* _What is expected_
Gather every line below that contains the word "post", and copy each of those lines in full.

Detection examples
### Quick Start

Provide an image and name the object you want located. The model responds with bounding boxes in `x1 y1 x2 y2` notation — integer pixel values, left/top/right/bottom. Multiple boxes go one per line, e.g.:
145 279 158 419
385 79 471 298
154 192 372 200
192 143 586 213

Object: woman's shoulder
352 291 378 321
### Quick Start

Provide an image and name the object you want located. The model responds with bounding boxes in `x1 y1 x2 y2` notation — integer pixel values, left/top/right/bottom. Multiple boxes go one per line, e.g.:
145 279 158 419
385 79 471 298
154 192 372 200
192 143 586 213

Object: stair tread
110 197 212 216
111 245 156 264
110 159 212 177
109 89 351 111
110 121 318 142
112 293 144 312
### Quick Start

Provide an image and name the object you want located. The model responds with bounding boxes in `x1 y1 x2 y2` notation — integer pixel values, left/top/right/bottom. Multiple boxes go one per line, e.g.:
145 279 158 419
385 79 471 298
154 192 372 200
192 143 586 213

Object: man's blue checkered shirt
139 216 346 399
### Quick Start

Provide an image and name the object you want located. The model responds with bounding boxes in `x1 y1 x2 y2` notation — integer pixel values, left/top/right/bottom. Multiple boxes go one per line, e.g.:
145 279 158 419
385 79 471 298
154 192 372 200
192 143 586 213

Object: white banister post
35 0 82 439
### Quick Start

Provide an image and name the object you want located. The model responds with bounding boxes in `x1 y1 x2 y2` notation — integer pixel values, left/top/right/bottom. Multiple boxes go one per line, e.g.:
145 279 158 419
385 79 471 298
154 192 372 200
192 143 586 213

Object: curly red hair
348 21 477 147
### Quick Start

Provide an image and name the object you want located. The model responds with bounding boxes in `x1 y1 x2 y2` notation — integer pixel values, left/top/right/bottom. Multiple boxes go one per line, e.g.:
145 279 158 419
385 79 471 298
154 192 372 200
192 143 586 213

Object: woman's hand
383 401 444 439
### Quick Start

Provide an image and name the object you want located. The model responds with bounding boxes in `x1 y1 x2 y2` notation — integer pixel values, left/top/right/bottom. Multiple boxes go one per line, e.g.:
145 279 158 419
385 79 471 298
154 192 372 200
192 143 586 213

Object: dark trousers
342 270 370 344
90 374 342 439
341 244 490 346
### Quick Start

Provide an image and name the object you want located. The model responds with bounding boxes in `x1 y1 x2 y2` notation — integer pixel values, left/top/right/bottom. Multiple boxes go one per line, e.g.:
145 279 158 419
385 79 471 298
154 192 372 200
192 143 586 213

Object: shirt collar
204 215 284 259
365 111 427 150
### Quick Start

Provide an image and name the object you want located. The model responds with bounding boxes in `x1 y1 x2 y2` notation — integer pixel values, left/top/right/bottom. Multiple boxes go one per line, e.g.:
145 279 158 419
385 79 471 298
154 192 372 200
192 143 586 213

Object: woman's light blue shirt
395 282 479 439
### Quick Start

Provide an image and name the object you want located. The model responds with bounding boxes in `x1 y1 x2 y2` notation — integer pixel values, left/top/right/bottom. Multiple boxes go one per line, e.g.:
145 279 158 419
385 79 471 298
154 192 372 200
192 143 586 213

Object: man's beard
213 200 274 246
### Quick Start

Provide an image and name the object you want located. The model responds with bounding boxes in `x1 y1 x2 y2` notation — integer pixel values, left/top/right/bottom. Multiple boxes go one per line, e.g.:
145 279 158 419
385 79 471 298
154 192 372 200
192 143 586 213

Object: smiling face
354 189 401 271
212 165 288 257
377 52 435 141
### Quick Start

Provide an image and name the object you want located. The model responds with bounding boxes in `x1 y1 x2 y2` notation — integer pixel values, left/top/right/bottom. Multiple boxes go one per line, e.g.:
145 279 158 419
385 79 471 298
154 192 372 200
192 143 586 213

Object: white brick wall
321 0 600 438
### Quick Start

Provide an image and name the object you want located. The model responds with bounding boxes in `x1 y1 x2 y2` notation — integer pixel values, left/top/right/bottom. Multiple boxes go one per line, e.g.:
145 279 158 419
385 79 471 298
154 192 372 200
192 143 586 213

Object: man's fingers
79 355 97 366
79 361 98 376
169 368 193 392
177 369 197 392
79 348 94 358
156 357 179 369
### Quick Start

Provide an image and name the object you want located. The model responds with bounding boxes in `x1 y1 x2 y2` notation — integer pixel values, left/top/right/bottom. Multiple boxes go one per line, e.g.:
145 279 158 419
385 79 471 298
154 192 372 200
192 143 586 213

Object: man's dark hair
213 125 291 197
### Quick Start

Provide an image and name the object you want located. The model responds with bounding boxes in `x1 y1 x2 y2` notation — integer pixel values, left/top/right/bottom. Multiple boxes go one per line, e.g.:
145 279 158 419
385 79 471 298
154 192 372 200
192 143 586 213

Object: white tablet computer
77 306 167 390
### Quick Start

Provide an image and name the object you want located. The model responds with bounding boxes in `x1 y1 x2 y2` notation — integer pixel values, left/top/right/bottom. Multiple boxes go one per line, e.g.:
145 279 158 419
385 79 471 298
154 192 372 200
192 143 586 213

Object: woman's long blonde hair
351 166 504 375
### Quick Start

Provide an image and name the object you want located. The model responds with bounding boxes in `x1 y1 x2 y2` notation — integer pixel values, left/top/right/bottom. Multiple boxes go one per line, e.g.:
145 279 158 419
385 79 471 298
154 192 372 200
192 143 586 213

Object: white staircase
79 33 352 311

...

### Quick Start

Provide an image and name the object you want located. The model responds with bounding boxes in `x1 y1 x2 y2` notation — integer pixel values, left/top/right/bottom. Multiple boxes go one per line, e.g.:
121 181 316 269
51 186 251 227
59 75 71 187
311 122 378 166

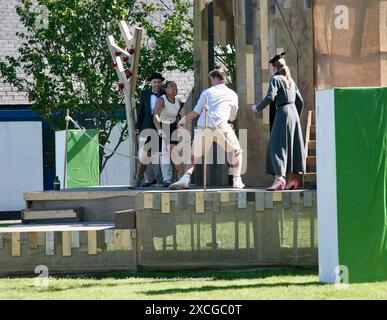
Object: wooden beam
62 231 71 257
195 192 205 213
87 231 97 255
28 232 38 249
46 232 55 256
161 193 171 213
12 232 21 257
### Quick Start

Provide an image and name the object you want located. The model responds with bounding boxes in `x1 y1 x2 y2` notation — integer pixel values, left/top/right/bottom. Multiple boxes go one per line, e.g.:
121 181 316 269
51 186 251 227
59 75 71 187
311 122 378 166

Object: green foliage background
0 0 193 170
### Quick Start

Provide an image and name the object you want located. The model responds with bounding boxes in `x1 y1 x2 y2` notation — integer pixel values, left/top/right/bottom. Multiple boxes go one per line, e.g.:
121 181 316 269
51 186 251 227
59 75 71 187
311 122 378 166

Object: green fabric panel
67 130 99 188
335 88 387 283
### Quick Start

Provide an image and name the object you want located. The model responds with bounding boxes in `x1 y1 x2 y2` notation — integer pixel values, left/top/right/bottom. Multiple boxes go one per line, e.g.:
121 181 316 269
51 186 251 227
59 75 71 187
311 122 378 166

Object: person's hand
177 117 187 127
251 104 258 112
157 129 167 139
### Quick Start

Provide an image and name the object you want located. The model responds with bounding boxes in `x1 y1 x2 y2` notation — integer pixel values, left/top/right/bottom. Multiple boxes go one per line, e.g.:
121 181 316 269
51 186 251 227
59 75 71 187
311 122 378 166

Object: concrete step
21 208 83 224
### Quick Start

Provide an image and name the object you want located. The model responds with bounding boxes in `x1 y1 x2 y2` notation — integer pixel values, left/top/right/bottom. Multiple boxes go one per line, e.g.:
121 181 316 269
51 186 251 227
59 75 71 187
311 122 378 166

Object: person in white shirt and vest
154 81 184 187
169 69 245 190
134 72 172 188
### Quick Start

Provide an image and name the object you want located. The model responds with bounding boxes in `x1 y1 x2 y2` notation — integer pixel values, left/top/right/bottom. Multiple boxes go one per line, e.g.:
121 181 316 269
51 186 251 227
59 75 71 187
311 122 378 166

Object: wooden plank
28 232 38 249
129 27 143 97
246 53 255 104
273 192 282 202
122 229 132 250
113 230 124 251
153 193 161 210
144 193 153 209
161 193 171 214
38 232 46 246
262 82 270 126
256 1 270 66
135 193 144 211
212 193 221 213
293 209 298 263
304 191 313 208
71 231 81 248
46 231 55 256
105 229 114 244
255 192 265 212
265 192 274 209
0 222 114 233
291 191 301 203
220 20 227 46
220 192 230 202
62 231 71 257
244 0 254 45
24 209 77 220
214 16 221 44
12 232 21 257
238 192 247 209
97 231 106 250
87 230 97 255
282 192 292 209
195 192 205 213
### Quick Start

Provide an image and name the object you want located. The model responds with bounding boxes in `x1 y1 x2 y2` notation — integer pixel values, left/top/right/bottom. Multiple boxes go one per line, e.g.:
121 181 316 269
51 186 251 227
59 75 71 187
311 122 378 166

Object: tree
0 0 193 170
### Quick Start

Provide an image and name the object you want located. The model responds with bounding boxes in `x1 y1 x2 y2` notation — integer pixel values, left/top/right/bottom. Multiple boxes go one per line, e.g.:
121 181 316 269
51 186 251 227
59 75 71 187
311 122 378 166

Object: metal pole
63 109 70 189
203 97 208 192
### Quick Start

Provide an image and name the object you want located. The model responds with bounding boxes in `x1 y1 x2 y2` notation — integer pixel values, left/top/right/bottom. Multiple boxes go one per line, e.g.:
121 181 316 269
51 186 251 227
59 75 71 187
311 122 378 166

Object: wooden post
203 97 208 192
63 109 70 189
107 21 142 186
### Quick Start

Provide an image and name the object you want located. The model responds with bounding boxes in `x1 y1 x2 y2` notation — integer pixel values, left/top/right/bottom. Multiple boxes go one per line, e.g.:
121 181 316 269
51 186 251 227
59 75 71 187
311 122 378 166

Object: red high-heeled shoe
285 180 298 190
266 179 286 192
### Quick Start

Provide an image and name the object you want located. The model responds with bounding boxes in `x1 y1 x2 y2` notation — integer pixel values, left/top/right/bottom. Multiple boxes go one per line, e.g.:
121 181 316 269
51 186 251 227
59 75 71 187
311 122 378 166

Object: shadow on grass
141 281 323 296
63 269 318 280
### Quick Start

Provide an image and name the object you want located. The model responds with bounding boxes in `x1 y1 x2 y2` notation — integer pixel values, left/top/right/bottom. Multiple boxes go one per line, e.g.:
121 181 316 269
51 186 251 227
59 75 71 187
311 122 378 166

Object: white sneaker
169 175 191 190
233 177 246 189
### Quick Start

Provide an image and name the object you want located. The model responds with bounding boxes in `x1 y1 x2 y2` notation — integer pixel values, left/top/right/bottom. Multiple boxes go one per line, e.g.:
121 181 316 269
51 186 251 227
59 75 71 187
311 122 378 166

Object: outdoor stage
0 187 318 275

* _Exercise answer_
Object: white banister post
Object: wooden post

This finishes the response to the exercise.